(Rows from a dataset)
Start

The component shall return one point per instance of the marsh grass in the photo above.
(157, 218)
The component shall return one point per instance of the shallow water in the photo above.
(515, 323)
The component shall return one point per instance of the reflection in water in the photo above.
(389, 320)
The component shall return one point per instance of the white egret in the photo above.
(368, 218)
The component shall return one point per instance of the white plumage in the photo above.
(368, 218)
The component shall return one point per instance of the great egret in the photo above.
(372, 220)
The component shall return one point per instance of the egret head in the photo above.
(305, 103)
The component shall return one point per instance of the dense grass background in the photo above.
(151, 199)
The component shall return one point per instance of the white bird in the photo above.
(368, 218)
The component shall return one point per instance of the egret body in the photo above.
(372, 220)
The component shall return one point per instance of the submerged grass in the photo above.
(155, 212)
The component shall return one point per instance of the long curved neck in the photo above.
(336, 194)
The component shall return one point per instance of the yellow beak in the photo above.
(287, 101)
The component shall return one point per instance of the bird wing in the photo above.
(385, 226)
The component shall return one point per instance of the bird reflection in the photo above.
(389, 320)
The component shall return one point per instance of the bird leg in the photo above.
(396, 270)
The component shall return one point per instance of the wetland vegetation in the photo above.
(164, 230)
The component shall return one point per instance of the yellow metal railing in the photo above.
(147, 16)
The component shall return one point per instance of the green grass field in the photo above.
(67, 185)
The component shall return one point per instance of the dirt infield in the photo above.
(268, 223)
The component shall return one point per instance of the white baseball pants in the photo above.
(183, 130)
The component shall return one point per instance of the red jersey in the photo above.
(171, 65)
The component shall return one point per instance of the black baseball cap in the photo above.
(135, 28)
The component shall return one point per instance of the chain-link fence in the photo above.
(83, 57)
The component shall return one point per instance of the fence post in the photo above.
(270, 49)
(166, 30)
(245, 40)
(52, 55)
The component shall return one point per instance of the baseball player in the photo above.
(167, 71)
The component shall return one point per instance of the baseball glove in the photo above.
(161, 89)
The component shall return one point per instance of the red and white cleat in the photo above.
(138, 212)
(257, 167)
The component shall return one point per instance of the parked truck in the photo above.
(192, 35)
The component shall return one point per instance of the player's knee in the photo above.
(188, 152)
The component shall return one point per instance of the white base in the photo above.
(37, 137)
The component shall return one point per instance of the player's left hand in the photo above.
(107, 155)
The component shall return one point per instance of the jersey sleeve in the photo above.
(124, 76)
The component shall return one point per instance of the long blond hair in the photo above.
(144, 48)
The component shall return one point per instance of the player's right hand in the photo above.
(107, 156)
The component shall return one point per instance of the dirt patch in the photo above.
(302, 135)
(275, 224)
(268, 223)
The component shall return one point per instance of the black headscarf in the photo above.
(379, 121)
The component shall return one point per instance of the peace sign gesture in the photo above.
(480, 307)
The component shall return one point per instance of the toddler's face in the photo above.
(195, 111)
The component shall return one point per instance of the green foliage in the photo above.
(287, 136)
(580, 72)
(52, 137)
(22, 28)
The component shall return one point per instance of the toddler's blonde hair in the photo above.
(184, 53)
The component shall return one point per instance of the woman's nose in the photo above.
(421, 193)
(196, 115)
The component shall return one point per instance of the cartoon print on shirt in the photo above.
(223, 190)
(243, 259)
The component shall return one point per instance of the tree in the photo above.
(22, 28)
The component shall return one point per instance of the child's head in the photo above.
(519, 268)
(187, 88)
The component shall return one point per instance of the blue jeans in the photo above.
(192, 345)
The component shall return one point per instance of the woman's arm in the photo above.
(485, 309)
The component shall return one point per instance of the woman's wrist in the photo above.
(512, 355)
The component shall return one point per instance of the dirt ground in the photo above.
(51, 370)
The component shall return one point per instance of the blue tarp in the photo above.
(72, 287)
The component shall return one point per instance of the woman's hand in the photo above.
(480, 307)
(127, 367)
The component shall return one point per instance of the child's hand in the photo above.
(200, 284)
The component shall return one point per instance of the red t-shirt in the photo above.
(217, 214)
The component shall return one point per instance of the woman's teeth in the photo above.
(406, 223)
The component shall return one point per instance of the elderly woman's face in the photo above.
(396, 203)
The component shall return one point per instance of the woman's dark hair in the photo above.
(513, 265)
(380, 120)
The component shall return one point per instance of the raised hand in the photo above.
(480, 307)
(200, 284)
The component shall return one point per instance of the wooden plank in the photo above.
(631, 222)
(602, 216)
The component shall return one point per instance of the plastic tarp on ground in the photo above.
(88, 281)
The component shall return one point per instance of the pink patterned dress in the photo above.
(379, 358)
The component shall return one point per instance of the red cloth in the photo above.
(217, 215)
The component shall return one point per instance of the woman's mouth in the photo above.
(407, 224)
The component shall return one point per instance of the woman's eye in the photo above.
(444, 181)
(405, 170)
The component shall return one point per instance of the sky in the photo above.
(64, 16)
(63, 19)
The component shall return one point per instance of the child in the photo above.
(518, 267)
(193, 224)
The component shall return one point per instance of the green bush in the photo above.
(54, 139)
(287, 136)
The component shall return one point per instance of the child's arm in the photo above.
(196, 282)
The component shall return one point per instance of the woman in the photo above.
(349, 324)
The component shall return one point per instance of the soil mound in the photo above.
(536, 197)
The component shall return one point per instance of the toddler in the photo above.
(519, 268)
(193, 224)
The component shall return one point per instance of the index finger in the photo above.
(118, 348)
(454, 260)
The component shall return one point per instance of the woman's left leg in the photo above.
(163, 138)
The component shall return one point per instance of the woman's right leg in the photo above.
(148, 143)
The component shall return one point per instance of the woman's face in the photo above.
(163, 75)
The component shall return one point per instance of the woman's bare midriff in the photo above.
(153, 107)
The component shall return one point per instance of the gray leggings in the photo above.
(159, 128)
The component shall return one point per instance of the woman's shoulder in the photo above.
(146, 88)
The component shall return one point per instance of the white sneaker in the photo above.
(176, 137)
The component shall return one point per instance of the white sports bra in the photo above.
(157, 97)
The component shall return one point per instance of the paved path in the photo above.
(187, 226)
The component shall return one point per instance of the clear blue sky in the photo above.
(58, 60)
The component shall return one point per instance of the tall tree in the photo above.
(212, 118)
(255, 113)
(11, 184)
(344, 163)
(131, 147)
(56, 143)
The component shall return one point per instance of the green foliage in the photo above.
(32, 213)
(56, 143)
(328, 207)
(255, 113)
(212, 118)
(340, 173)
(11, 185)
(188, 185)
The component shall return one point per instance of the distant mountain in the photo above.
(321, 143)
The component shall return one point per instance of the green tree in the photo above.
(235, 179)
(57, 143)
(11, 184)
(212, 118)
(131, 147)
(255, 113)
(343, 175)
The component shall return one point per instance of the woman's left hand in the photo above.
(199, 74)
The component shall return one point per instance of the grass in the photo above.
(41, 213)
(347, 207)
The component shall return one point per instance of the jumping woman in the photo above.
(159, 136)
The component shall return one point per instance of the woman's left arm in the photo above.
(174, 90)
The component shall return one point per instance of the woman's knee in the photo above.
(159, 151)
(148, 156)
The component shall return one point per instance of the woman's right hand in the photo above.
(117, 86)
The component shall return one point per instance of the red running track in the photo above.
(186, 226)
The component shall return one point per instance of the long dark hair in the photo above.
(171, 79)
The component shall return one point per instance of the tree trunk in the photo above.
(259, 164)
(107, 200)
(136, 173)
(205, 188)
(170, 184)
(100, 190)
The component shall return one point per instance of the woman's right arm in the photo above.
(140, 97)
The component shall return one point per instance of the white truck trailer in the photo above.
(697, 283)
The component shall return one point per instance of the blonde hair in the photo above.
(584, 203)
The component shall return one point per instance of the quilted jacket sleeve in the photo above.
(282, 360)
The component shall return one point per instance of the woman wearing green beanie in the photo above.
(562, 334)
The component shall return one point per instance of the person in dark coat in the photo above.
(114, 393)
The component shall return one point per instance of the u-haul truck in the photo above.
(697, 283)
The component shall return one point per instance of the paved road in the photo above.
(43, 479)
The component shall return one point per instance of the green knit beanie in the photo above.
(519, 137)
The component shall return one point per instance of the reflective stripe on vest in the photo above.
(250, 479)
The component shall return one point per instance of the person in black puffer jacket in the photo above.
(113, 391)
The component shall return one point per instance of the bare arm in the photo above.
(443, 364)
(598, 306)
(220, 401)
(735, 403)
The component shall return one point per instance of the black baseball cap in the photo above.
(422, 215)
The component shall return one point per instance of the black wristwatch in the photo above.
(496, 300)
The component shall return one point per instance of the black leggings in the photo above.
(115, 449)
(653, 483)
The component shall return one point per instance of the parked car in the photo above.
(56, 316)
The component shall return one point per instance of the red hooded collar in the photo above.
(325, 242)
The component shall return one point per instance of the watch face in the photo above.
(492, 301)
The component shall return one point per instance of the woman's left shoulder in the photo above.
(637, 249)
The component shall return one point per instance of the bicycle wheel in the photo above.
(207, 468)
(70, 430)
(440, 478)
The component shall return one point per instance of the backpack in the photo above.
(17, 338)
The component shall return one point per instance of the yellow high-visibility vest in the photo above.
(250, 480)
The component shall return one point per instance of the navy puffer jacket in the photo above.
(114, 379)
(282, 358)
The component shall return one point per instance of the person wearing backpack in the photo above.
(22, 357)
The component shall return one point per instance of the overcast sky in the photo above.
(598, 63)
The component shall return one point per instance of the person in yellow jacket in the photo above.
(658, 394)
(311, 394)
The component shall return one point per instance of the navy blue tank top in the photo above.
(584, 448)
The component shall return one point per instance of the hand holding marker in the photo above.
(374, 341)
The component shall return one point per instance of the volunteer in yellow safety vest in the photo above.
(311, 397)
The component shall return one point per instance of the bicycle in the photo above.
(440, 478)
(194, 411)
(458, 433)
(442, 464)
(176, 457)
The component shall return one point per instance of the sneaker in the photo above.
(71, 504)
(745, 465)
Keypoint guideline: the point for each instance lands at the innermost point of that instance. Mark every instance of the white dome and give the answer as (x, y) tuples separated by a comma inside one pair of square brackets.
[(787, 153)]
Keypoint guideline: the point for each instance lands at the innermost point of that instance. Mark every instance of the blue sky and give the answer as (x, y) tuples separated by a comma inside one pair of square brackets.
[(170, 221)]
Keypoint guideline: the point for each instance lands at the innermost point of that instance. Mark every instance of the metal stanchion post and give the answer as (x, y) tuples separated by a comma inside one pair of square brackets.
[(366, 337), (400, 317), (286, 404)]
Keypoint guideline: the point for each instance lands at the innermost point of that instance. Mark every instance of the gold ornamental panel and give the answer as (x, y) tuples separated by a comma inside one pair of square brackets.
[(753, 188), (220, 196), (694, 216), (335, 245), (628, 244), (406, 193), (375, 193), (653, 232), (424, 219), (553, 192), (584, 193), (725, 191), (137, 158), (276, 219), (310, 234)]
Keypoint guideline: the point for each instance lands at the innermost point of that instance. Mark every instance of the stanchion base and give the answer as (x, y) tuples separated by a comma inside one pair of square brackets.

End

_THE EXERCISE_. Starting with the line that contains "the white dome", repeat each line through the last one exactly as it appears. Include both ends and nothing more.

_FULL ANSWER_.
Keypoint guideline: the point for each instance lands at the innermost point of that instance. Mark every instance of the white dome and give the answer as (x, y) tuples separated by a comma inside one pair of square brackets.
[(787, 153)]
Keypoint guideline: the point for each instance lands at the innermost point of that instance. Mark every instance of the blue sky and give the answer as (x, y) tuples separated by a comma inside one pair of square brackets.
[(170, 221)]
Keypoint guideline: the point for each instance lands at the innermost point of that instance. Mark every instance of the metal stanchion post and give the answer as (x, y) tuples separated by a comma inside one pair of square brackets.
[(366, 337), (400, 317), (286, 404)]
Keypoint guideline: the point for each instance lands at the innermost point of that instance. Mark every instance of the gold ornamental panel and give the answer as (x, y) tuples separated by a comma inside one pair of square brackets.
[(753, 188), (220, 196), (694, 216), (335, 245), (628, 244), (406, 193), (375, 193), (653, 232), (424, 219), (553, 192), (584, 193), (725, 191), (137, 158), (276, 219), (310, 234)]
Keypoint guideline: the point for each instance lands at the innermost point of that instance. Mark every instance of the stanchion base and give the answer as (x, y) tuples separated by a comma inside one pair of square brackets.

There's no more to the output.